(Coordinate annotation records)
*-*-*
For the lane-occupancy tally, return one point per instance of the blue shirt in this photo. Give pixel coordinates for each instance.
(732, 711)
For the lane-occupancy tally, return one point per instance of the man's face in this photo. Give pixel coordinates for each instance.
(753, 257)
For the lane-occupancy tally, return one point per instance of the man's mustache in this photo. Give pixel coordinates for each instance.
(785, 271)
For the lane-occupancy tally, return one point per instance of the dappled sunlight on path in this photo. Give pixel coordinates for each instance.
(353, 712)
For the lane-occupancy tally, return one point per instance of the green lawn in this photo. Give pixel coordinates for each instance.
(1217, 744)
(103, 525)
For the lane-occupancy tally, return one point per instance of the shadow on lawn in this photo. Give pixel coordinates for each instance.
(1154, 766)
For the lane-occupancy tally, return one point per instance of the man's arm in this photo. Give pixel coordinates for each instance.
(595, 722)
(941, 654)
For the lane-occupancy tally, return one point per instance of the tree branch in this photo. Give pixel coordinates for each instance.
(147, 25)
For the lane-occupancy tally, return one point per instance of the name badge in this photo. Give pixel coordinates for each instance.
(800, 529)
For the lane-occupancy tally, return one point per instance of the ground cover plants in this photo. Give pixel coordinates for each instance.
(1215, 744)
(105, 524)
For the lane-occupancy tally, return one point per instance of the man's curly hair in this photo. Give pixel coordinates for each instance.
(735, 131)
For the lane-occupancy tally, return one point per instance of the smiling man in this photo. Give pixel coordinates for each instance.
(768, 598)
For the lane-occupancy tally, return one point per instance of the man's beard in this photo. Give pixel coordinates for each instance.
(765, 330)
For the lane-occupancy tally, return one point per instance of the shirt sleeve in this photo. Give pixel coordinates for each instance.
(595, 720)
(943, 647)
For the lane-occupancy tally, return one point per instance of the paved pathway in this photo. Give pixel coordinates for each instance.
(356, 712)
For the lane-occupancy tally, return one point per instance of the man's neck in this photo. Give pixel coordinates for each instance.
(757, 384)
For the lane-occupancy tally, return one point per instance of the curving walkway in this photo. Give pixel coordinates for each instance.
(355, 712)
*-*-*
**The exercise:** Locate the line that contains "of the shirt", then please quote it and every line after it to the end of the entries above, exactly and with nothing else.

**Task output:**
For the lane-occupancy tally, return one point per instance of the shirt sleeve in this photo. Give pixel coordinates for each instance.
(595, 720)
(943, 647)
For the lane-occupancy tally, return one point per instance of the paved pathway in this photo. Give pixel coordinates for each instance.
(356, 712)
For the lane-occupancy tally, return one point per instance of the man's neck in this photo. Give pixel coordinates for each instance.
(757, 384)
For the lane-occupancy tally, return one point per instance of the curving walkway in this photo. Give pixel coordinates for each instance.
(355, 712)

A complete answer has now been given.